→ Short problem 1: In the liquid crystal panel passage, what area ratio of the first and second regions A and B lets side visibility be improved further?
→ Short problem 2: Pick up the liquid crystal panel passage after its last sentence and keep it going.

→ Document excerpt:
++++++

The inclined angles of the liquid crystal molecules depend on the
strength of the electric field. Since the voltages of the two
regions A and B are different from each other, the inclined angles
of the liquid crystal molecules are different and luminances of the
two regions are different. Thus, if the voltage of the first region
A and the voltage of the second region B are properly controlled,
the image at a side surface is substantially identical to the image
at the front. That is, a side gamma curve is substantially
identical to a front gamma curve, and side visibility is
improved.
[0146] The voltage ratio of the second region B to the voltage of
the first region A is, for example, about 0.1 to 0.95, or about 0.5
to 0.9.
[0147] In an area where the thicknesses of the alignment layers 11
and 21 are greater, the voltage difference between the field
generating electrodes 191 and 270 is greater. The thickness ratio
of the alignment layers 11 and 21 in the second region B to the
alignment layers 11 and 21 in the first region A is, for example,
about 0.1 to 0.95.
[0148] The area ratio of the second region B to the area of the
first region A is, for example, about 1 to 3. When the area of the
first region A that generates a higher potential difference is
smaller than the area of the second region B, the side gamma curve
is closer to the front gamma curve. When the area ratio of the
first and second regions A and B is about 1:2 to about 1:3, the
side gamma curve is closer to the front gamma curve and side
visibility can be further improved.
[0149] Referring to FIG. 9A to FIG. 11F, a method of manufacturing
the liquid crystal panel assembly shown in FIG. 3 to FIG. 7,
according to an exemplary embodiment of the present invention, is
illustrated.
[0150] FIG. 9A to FIG. 9G are cross-sectional views for
illustrating a method of manufacturing the thin film transistor
array panel shown in FIGS. 3, 4, 6, and 7, according to an
exemplary embodiment of the present invention.

++++++

→ Dataset excerpt:
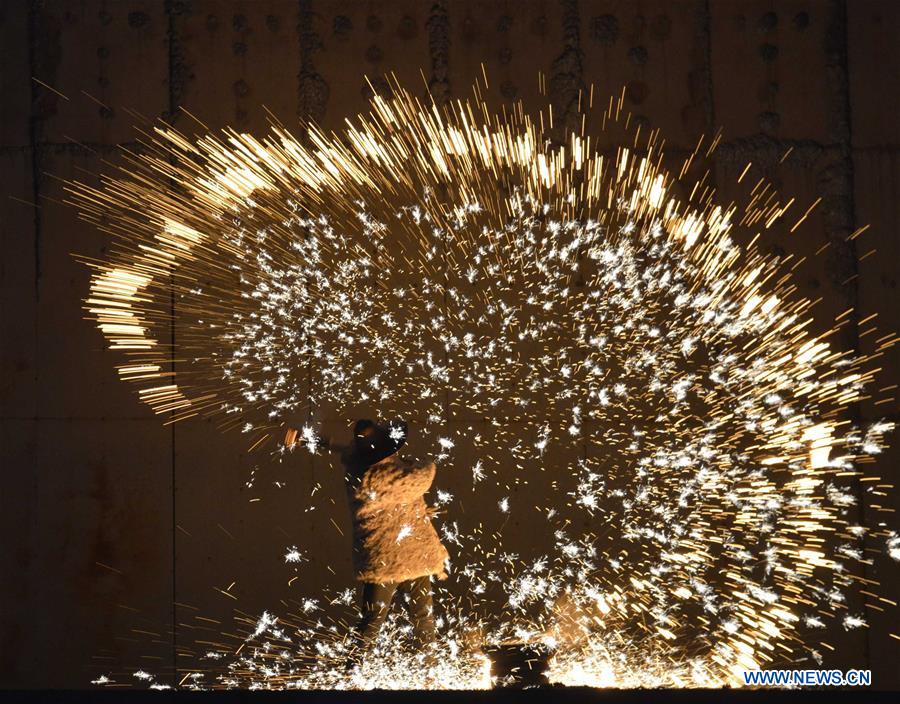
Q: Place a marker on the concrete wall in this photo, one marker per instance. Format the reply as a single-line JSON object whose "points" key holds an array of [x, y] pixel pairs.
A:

++++++

→ Exercise answer 1: About 1:2 to about 1:3.

→ Exercise answer 2:
[0151] Referring to FIG. 9A, metal layers are sequentially
deposited on a substrate 110 by sputtering, and photolithography is
performed to form a plurality of gate lines 121 each having a gate
electrode 124 and an end portion 129 and a plurality of storage
electrode lines 131 each having a storage electrode 137 on the
substrate 110.
[0152] Referring to FIG. 9B, a gate insulating layer 140 is
deposited on the substrate 110, intrinsic amorphous silicon and an
impurity amorphous silicon layer (extrinsic amorphous silicon) are
sequentially deposited on the substrate 110, and the two upper
layers are patterned to form a plurality of impurity semiconductor
islands 160 and semiconductor islands 150.
[0153] Referring to FIG. 9C, after the metal layers are deposited
on the substrate 110 by sputtering, photolithography is performed
to form a plurality of data lines 171 each having a source
electrode 173 and an end portion 179, and a plurality of drain
electrodes 175.
[0154] Then, an exposed portion of the impurity semiconductor,
which is not covered by the data line 171 and the drain electrode
175, is removed to form ohmic contact island members 163 and 165,
while exposing a portion of the intrinsic semiconductor 154
disposed under the exposed portion. An oxygen plasma process may be
performed to cause the surface of the exposed portion of the
intrinsic semiconductor 154 stable.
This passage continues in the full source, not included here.